- **Dataset rows showing where objects appear**
________

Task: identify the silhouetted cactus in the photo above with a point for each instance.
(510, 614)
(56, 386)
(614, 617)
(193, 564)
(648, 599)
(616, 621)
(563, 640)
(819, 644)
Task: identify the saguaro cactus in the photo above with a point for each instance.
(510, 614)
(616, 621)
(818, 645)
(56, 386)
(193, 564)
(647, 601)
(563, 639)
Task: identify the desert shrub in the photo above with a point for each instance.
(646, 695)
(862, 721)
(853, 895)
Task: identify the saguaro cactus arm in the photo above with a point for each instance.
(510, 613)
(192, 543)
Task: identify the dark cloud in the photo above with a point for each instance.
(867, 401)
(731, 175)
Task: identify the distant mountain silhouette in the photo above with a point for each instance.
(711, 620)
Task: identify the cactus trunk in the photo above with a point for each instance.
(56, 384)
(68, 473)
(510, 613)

________

- **Objective**
Copy out every line of the items above, keeping the request lines unchanged. Scale each coordinate in the answer points by 1.05 and round it to the nearest whole number, rounding halves up.

- **Written solution**
Task: identify the silhouetted cactus in the photo above with a point for each instance.
(536, 645)
(59, 405)
(645, 648)
(203, 592)
(680, 629)
(647, 652)
(591, 672)
(860, 676)
Task: identify the saguaro cactus in the photo above with a point for each instance.
(536, 645)
(647, 652)
(859, 677)
(59, 405)
(203, 592)
(679, 631)
(591, 671)
Task: identify the desert shrub in the photo above with a point for each instance.
(678, 730)
(905, 757)
(896, 940)
Task: identify the saguaro cactus arm in the photo above with a point for each instance.
(536, 644)
(202, 570)
Task: identify the dark cloud in the photo above with a point for each instance.
(910, 421)
(768, 184)
Task: identify the distant mountain silhouette in the photo above with a point for each instance.
(747, 651)
Task: identify the cactus trunk in the photo above with a point for each instance.
(59, 403)
(71, 497)
(536, 644)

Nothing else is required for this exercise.